## GOAL OF THE EXERCISE
Copy out exactly the lines from the one containing "Could you point out the green" through the end of the records, and no pictures.

::::::::

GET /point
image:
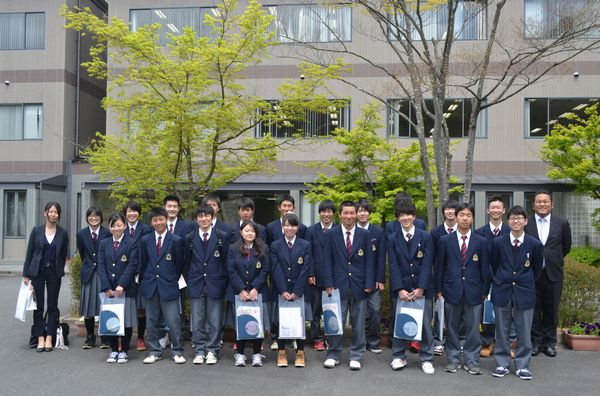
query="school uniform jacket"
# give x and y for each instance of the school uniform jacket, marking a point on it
(353, 272)
(290, 269)
(410, 269)
(247, 272)
(161, 273)
(471, 280)
(515, 276)
(35, 248)
(88, 251)
(206, 267)
(118, 268)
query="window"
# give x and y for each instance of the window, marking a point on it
(21, 121)
(313, 124)
(541, 114)
(470, 22)
(310, 23)
(456, 112)
(15, 219)
(552, 18)
(173, 20)
(22, 31)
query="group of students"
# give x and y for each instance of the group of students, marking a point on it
(208, 263)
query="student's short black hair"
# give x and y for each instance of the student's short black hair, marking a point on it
(204, 209)
(347, 204)
(364, 204)
(405, 207)
(93, 210)
(327, 204)
(157, 212)
(285, 197)
(246, 203)
(171, 197)
(134, 206)
(517, 210)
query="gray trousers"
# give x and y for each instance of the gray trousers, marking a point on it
(468, 316)
(522, 319)
(157, 311)
(206, 317)
(358, 314)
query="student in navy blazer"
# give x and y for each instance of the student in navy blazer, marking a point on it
(44, 266)
(162, 257)
(316, 236)
(88, 239)
(117, 266)
(463, 279)
(352, 270)
(206, 277)
(410, 256)
(248, 265)
(516, 261)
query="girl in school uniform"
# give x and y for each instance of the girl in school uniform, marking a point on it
(291, 259)
(88, 239)
(248, 266)
(117, 266)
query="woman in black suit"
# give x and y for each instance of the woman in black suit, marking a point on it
(44, 266)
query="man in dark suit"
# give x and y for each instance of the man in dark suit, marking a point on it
(555, 234)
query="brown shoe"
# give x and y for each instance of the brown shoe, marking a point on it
(281, 358)
(299, 359)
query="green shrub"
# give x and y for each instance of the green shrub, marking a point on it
(581, 294)
(587, 255)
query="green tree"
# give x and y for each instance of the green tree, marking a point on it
(573, 153)
(187, 119)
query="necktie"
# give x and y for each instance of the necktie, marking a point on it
(463, 249)
(348, 243)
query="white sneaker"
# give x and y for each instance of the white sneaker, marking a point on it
(211, 358)
(427, 368)
(112, 357)
(354, 365)
(257, 360)
(198, 359)
(152, 359)
(330, 363)
(398, 364)
(122, 358)
(178, 359)
(240, 360)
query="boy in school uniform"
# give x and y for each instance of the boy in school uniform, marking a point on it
(493, 229)
(316, 234)
(351, 269)
(463, 280)
(162, 258)
(410, 256)
(207, 279)
(379, 250)
(516, 261)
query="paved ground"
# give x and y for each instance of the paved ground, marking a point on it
(78, 371)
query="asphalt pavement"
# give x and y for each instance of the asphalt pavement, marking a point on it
(23, 371)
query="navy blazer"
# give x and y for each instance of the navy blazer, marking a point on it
(88, 251)
(160, 274)
(471, 281)
(247, 272)
(518, 275)
(412, 269)
(118, 268)
(35, 249)
(274, 231)
(290, 269)
(353, 272)
(206, 268)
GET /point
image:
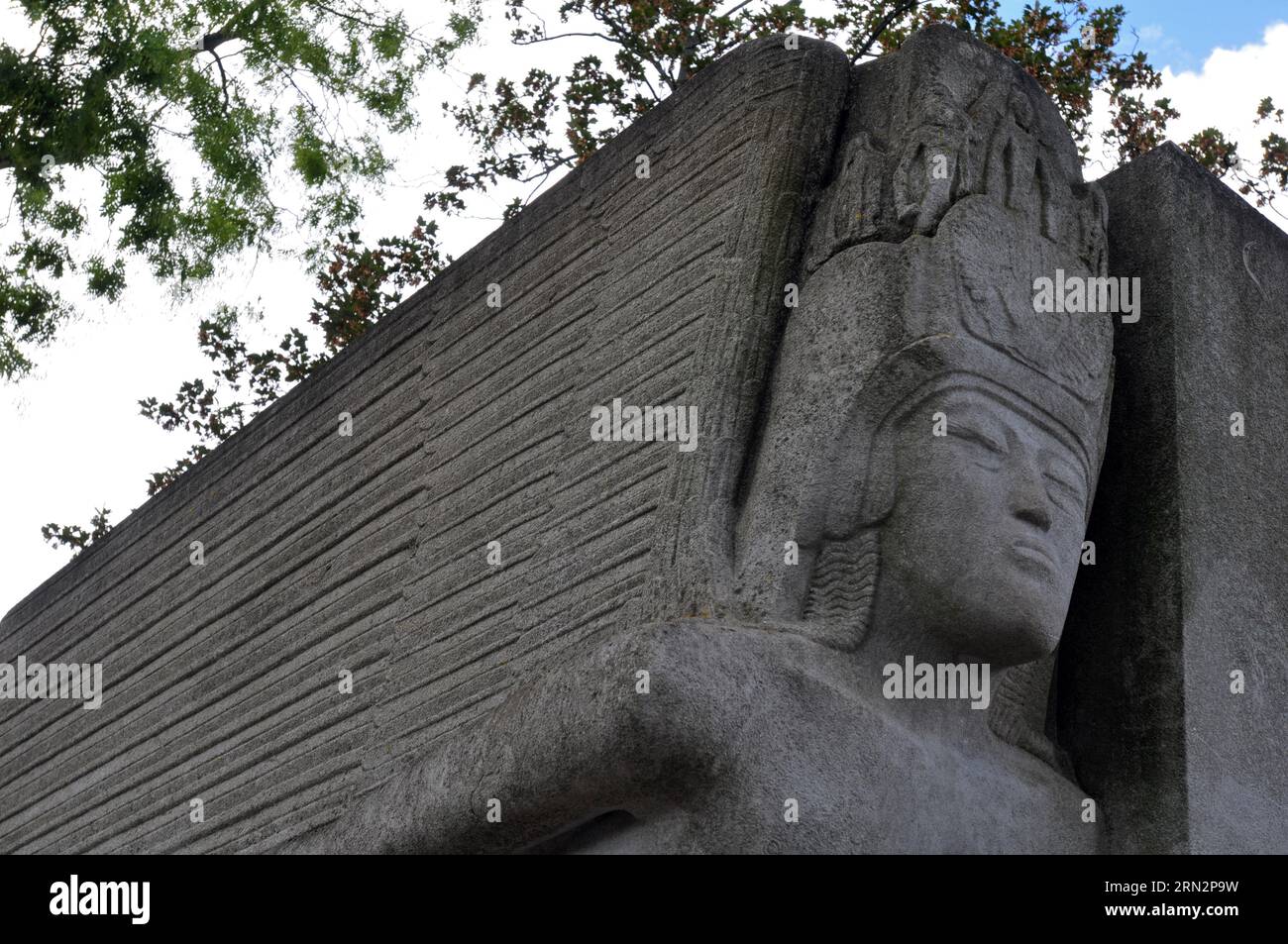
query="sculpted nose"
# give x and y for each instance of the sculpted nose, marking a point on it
(1029, 500)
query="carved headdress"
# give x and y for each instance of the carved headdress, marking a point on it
(934, 288)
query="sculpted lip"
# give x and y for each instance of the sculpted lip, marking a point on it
(1033, 552)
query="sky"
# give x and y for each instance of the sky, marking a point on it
(71, 437)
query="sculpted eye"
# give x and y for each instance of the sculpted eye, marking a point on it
(974, 436)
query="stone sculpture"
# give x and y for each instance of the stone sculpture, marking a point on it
(941, 549)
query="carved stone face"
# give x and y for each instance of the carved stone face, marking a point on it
(983, 540)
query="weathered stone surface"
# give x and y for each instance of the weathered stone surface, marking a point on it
(910, 545)
(471, 425)
(1190, 528)
(690, 651)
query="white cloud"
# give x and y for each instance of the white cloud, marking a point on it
(1224, 94)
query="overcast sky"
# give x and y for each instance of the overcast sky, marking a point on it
(71, 434)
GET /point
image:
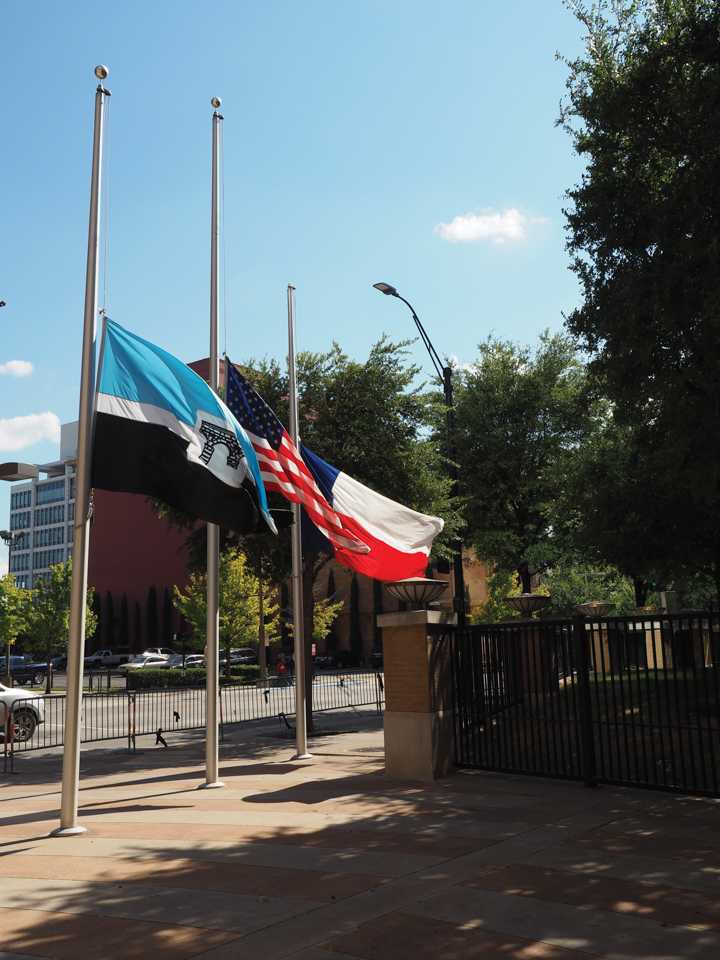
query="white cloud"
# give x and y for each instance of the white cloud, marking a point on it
(497, 226)
(19, 432)
(16, 368)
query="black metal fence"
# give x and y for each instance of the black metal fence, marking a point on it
(627, 700)
(36, 723)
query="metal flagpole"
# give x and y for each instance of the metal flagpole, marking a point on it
(213, 530)
(78, 588)
(299, 629)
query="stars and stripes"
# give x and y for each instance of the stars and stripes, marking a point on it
(282, 467)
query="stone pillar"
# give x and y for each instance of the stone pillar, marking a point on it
(418, 694)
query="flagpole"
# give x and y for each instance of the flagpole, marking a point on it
(298, 625)
(213, 530)
(81, 540)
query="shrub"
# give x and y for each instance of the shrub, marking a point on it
(192, 677)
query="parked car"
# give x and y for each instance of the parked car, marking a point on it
(25, 670)
(26, 716)
(105, 658)
(324, 662)
(142, 661)
(16, 660)
(191, 660)
(243, 655)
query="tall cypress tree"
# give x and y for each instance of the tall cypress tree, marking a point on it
(167, 624)
(124, 622)
(332, 638)
(109, 621)
(355, 631)
(99, 639)
(137, 644)
(151, 624)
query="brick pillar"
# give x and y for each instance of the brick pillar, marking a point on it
(418, 717)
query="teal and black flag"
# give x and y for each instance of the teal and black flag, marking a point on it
(160, 430)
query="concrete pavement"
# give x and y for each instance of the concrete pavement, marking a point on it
(328, 860)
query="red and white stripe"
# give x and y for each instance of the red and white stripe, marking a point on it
(284, 470)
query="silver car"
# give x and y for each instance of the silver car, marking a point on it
(27, 711)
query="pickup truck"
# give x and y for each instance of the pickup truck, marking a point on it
(103, 659)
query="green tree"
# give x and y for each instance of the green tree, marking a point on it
(137, 644)
(167, 621)
(108, 628)
(521, 416)
(643, 108)
(151, 620)
(49, 615)
(355, 631)
(239, 605)
(14, 604)
(124, 621)
(326, 613)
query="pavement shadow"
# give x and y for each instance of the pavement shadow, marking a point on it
(435, 869)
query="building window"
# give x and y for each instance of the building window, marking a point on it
(20, 521)
(48, 492)
(48, 515)
(23, 498)
(49, 536)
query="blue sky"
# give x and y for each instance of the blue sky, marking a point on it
(406, 141)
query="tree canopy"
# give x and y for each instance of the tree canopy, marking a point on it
(521, 415)
(643, 110)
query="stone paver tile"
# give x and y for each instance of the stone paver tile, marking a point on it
(340, 838)
(189, 875)
(402, 935)
(654, 843)
(63, 936)
(133, 901)
(582, 859)
(377, 863)
(583, 929)
(312, 953)
(664, 904)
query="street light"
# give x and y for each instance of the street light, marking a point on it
(444, 374)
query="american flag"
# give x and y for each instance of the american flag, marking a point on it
(281, 465)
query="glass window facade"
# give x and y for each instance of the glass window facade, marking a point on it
(20, 521)
(49, 537)
(19, 561)
(23, 498)
(45, 558)
(49, 492)
(47, 515)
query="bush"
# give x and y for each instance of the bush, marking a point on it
(192, 677)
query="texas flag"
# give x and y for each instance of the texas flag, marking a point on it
(365, 531)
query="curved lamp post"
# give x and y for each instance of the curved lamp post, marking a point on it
(527, 603)
(444, 374)
(418, 592)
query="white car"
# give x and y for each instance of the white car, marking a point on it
(26, 716)
(191, 660)
(144, 660)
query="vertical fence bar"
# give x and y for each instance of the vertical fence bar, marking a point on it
(587, 736)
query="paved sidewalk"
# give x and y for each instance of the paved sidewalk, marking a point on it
(328, 860)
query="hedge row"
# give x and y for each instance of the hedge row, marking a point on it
(191, 677)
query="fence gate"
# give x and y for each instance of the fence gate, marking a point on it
(626, 700)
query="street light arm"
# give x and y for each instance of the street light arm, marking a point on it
(434, 356)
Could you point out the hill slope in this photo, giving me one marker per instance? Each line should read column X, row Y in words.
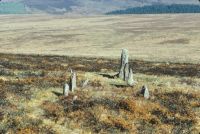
column 12, row 8
column 159, row 9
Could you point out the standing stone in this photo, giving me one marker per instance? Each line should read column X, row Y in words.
column 126, row 72
column 73, row 81
column 66, row 90
column 124, row 61
column 130, row 80
column 145, row 92
column 85, row 83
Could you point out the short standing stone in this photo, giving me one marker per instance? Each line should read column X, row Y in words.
column 145, row 92
column 66, row 90
column 73, row 81
column 130, row 80
column 124, row 60
column 126, row 72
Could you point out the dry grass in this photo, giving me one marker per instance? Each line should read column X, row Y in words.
column 32, row 101
column 173, row 38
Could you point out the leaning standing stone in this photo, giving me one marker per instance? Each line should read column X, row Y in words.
column 124, row 61
column 145, row 92
column 73, row 81
column 66, row 90
column 130, row 80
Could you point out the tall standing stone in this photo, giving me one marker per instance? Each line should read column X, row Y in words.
column 85, row 83
column 124, row 61
column 66, row 90
column 145, row 92
column 73, row 81
column 126, row 72
column 130, row 80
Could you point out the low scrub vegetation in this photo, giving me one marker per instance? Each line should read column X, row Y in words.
column 31, row 99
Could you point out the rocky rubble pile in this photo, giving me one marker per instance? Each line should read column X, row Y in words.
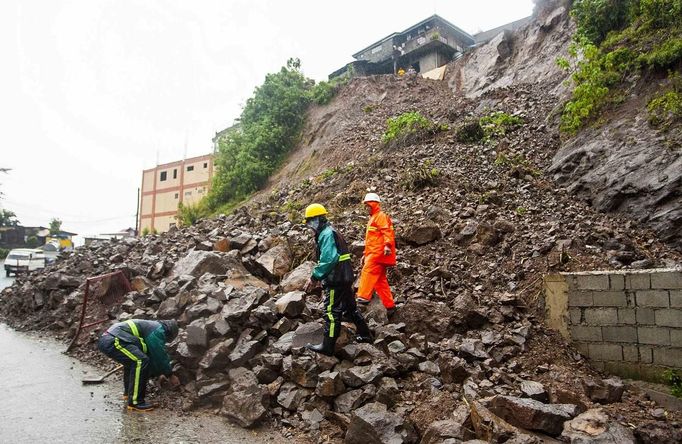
column 236, row 292
column 466, row 355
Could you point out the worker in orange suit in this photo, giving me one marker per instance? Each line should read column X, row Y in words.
column 379, row 254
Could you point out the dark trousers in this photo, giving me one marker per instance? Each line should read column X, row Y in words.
column 135, row 366
column 337, row 302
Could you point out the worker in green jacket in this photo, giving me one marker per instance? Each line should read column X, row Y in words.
column 335, row 273
column 140, row 345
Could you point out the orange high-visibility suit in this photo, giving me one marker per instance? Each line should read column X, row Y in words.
column 373, row 276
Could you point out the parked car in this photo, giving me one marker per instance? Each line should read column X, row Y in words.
column 21, row 260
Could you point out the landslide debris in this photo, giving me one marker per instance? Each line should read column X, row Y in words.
column 467, row 349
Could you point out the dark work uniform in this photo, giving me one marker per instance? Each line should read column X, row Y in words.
column 335, row 272
column 140, row 346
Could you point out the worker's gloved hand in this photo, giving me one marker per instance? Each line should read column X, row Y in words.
column 309, row 285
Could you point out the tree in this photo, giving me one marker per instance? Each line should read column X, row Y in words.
column 55, row 226
column 4, row 170
column 8, row 219
column 269, row 126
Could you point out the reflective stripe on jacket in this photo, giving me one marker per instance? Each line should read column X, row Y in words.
column 379, row 234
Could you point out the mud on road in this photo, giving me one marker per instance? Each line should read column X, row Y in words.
column 44, row 401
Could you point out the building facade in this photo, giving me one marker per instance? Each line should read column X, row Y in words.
column 423, row 47
column 168, row 185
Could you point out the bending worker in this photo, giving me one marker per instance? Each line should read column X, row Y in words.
column 140, row 346
column 379, row 254
column 335, row 272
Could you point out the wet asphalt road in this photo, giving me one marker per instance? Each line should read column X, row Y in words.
column 43, row 401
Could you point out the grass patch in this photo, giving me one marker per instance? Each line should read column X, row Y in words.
column 425, row 175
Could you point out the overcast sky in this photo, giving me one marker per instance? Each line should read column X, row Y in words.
column 94, row 91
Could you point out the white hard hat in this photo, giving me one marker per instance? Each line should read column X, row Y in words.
column 371, row 197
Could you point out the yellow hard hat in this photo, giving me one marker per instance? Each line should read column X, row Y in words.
column 314, row 210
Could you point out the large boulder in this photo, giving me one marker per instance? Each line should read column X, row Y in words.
column 374, row 424
column 533, row 415
column 196, row 263
column 245, row 404
column 276, row 262
column 604, row 391
column 595, row 427
column 298, row 277
column 422, row 234
column 240, row 304
column 291, row 304
column 217, row 357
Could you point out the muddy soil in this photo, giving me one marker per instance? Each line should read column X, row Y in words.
column 44, row 401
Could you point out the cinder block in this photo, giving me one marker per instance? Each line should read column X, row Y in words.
column 575, row 314
column 609, row 299
column 654, row 335
column 620, row 334
column 676, row 338
column 676, row 298
column 666, row 279
column 646, row 355
column 653, row 298
column 606, row 352
column 672, row 357
column 593, row 282
column 645, row 316
column 583, row 348
column 580, row 299
column 617, row 281
column 586, row 333
column 638, row 281
column 670, row 317
column 630, row 353
column 601, row 316
column 626, row 316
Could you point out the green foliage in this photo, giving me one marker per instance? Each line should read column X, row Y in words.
column 498, row 124
column 293, row 210
column 191, row 213
column 470, row 132
column 270, row 125
column 616, row 40
column 673, row 378
column 596, row 18
column 32, row 242
column 666, row 108
column 326, row 174
column 423, row 176
column 55, row 226
column 408, row 127
column 8, row 219
column 146, row 231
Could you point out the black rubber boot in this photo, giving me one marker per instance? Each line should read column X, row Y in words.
column 326, row 348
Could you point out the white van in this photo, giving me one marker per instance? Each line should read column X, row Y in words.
column 21, row 260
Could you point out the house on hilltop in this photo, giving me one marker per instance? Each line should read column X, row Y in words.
column 424, row 47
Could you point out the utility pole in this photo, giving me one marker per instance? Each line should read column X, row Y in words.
column 137, row 213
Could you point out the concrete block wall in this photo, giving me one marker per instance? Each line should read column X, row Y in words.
column 626, row 322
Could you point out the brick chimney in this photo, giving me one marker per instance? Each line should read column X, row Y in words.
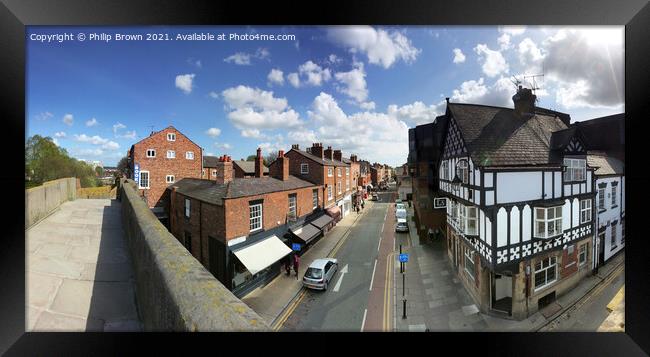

::::::::

## SOLUTION TO THIS EXERCISE
Could you point out the green foliage in this photo, giving me one marker per instance? Each line should read column X, row Y in words.
column 498, row 124
column 293, row 210
column 191, row 213
column 470, row 132
column 270, row 125
column 616, row 40
column 673, row 378
column 596, row 18
column 32, row 242
column 666, row 108
column 326, row 174
column 423, row 176
column 55, row 226
column 408, row 127
column 8, row 219
column 146, row 231
Could you point out the black rubber boot in this photo, giving me one marker per instance? Each line should read column X, row Y in words.
column 326, row 348
Could you point out the white van in this photo, giving me one marker per instance? Each line should read column X, row Y in words.
column 21, row 260
Could you point out the house on hilltop in this photo, giving me one marker per instance? Each line should read column X, row Y in words.
column 424, row 47
Could you point out the utility pole in this photo, giving me one marker per instance? Each line should read column X, row Y in words.
column 137, row 213
Could you point out the concrete block wall in this photo, giving me one marker per instance? Each line should read column X, row Y in words.
column 626, row 322
Could you point out the brick chimney in this photo, giving me one marker per instance? Each line should read column X, row Y in words.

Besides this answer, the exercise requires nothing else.